Brief = The entries below hold a line with "Target: yellow border" and a line with "Kindly mark the innermost point of each instance of the stair". Return those lines and all that lie between them, exactly and only.

Source records:
----

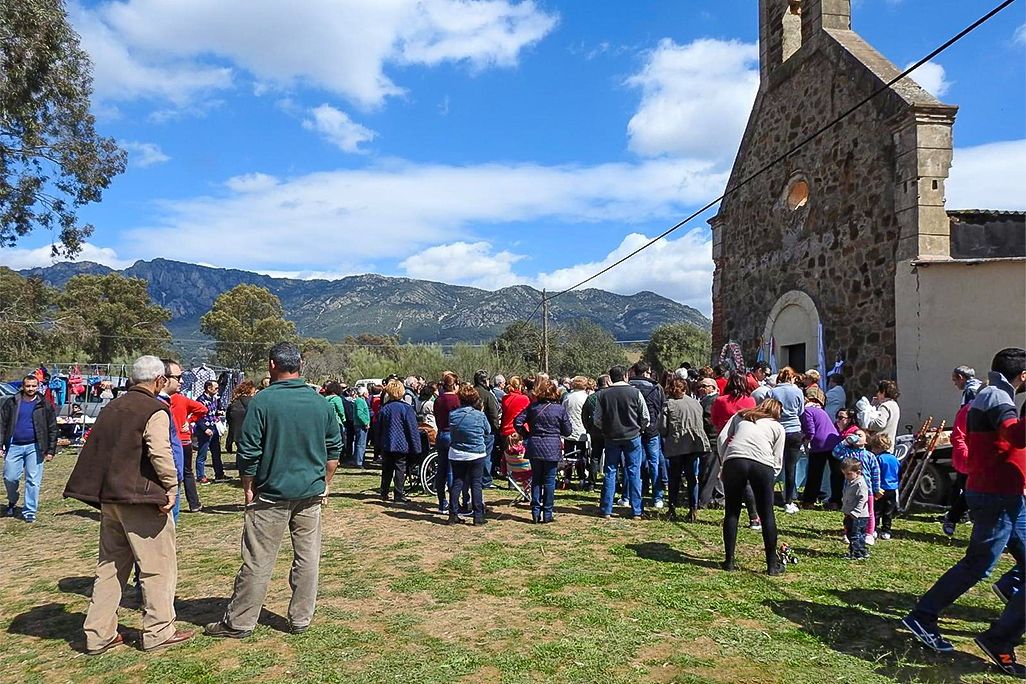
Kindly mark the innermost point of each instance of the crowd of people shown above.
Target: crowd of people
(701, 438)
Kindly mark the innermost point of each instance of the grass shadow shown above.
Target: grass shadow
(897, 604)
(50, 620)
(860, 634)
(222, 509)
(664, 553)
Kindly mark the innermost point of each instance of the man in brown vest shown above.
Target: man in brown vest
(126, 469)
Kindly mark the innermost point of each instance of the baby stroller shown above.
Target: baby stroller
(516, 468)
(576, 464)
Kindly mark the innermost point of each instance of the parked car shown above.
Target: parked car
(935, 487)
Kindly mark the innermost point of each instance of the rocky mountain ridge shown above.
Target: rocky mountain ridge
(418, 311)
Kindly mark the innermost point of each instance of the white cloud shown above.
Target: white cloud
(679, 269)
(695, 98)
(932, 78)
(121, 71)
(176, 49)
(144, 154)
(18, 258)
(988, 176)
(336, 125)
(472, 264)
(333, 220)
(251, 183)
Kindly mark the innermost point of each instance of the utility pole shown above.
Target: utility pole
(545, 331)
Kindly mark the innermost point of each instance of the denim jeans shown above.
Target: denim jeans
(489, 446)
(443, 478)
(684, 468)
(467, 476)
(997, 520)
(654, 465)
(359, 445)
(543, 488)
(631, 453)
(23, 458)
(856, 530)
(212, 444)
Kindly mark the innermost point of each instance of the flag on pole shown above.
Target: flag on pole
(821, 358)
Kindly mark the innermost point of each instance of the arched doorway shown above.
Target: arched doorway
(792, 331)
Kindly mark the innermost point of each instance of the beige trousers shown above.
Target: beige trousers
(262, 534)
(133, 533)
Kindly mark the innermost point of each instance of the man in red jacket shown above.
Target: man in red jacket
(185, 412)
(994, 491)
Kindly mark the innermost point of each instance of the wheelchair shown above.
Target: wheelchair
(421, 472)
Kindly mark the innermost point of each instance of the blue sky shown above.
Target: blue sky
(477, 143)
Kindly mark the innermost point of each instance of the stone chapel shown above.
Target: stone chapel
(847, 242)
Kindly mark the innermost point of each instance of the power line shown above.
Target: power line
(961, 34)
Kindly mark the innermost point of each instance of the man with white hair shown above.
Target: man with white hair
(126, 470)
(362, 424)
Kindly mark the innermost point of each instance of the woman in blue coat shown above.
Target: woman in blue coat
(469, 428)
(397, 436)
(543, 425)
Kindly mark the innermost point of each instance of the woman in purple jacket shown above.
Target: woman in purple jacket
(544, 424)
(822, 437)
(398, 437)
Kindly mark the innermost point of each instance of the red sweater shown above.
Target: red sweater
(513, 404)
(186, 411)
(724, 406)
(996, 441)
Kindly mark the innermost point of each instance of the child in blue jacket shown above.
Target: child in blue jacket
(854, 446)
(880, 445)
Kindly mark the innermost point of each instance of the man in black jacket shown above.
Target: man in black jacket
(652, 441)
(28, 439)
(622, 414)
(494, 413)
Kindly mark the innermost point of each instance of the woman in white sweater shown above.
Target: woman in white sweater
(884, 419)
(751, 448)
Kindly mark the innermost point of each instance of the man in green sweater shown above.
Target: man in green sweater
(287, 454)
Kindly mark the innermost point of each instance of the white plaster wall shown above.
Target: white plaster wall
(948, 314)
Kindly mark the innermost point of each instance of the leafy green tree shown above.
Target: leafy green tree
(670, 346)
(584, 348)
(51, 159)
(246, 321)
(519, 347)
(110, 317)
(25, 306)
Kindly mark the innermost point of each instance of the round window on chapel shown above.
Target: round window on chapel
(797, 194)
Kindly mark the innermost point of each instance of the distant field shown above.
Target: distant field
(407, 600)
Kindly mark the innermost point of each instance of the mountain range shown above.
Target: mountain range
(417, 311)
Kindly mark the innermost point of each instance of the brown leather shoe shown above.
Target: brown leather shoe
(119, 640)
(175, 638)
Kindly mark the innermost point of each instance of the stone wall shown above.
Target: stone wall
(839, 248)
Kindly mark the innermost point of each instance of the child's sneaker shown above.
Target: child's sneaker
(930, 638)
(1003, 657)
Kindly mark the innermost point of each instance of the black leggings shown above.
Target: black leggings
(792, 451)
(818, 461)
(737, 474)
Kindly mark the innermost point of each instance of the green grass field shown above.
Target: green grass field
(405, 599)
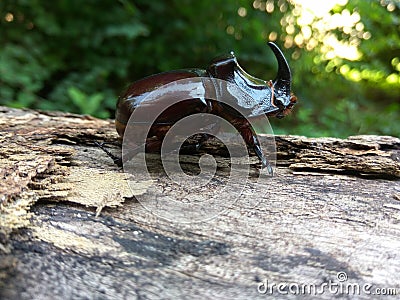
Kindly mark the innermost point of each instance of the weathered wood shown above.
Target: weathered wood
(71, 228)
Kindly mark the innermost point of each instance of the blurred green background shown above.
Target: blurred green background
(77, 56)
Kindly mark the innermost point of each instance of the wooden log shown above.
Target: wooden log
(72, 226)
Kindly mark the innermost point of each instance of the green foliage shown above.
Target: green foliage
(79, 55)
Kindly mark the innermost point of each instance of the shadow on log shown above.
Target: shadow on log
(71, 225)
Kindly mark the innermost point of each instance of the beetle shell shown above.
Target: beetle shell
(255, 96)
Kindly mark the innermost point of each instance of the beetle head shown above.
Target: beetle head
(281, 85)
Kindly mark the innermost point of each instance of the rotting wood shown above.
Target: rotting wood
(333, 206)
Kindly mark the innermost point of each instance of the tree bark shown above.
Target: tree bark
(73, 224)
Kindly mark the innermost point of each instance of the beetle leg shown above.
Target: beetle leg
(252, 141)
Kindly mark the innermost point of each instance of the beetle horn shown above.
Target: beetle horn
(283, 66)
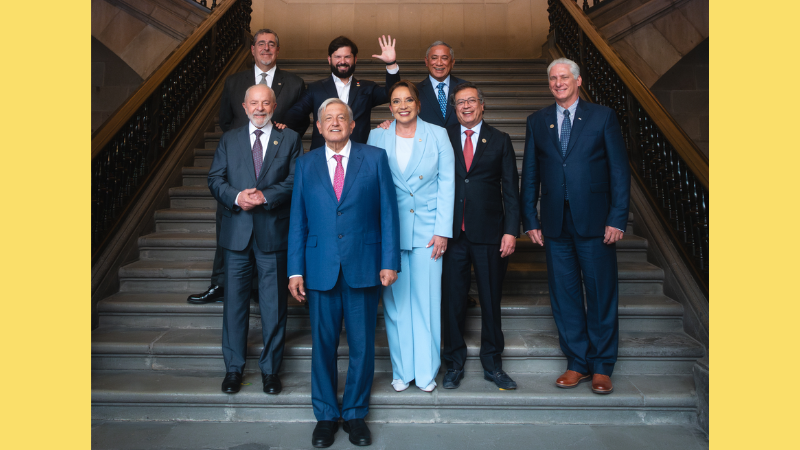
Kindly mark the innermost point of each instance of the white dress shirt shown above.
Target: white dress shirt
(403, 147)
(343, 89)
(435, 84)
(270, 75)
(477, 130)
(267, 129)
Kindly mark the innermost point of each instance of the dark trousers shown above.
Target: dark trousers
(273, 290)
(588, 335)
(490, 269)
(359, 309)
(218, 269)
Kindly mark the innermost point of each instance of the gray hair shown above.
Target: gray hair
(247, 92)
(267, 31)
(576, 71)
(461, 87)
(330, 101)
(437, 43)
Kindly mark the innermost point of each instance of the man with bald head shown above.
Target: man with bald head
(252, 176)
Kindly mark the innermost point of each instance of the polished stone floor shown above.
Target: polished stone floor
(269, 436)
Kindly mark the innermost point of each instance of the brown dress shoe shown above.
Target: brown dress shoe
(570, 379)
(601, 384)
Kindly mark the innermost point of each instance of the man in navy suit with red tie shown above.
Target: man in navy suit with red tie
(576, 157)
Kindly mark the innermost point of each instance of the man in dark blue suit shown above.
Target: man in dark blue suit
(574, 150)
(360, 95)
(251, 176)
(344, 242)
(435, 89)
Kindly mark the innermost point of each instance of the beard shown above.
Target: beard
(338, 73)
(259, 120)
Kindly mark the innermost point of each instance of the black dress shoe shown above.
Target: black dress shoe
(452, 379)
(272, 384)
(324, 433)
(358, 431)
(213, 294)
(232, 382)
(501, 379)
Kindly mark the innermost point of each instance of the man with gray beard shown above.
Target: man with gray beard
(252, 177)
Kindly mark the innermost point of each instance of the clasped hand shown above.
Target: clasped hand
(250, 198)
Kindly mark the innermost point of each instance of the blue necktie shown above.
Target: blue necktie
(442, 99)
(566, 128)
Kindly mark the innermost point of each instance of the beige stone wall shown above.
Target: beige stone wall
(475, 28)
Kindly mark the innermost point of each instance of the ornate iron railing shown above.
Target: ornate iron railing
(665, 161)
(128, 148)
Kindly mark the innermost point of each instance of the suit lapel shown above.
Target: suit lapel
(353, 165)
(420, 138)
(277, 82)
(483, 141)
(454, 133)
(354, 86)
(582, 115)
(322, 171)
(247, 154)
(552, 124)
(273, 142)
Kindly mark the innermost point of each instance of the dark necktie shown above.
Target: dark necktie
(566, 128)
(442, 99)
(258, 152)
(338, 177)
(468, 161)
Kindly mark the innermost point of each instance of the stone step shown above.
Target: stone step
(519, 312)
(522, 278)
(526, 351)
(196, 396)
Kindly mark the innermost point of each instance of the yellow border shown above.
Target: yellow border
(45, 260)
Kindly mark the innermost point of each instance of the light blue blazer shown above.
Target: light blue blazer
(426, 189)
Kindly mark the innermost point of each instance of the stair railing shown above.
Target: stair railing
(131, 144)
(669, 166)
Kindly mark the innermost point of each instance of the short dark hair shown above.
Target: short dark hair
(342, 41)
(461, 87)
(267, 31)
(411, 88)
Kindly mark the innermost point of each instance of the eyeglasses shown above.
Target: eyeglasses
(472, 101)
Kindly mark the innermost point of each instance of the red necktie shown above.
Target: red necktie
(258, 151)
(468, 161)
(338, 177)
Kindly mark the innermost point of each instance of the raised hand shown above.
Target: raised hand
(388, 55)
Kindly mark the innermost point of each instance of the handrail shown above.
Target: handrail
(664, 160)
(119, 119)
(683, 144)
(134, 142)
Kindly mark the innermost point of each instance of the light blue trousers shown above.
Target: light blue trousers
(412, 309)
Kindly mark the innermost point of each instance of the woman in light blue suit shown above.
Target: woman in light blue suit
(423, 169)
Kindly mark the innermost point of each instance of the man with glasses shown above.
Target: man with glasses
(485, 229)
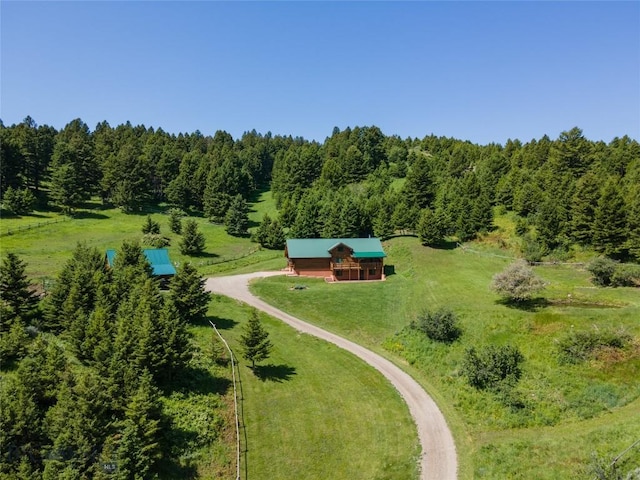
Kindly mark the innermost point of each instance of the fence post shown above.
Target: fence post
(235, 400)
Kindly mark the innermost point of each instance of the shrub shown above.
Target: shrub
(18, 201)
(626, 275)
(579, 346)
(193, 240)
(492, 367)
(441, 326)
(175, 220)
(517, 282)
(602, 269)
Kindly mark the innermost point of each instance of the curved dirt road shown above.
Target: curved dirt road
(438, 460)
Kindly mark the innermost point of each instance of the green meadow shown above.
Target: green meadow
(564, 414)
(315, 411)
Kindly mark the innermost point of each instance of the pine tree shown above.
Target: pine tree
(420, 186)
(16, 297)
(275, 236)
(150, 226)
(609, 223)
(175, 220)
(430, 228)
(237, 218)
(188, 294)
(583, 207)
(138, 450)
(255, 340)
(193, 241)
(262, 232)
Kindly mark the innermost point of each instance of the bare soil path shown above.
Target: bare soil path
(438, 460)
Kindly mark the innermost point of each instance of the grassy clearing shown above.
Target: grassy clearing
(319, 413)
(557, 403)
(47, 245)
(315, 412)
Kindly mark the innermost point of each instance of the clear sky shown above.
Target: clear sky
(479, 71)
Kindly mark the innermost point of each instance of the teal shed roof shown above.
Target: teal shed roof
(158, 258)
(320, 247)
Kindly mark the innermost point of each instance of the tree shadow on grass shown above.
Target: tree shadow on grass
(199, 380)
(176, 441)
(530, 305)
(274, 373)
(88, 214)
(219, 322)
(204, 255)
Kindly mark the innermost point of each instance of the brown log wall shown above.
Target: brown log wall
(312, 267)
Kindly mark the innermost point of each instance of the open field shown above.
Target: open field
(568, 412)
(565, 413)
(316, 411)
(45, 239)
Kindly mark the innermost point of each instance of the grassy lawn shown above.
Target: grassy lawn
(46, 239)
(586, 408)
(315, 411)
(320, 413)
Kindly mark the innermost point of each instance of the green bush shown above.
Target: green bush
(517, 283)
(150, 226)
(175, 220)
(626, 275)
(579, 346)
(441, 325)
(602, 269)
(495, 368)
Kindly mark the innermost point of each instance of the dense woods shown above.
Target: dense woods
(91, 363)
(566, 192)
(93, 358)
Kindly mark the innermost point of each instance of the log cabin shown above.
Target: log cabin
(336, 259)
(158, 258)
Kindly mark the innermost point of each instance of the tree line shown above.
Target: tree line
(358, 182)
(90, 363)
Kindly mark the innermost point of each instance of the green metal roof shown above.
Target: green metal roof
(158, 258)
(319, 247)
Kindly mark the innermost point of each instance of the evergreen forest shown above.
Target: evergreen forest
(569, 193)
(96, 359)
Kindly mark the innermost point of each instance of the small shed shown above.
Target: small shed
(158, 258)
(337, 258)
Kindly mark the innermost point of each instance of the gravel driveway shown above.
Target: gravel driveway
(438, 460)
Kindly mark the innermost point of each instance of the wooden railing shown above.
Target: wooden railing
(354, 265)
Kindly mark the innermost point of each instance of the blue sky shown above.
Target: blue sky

----

Output for this exercise =
Target: yellow border
(45, 260)
Kindly mark the innermost point of each instance of the light blue blazer shown above.
Target: light blue blazer
(426, 189)
Kindly mark the innermost point of each instance of the stair railing shown above.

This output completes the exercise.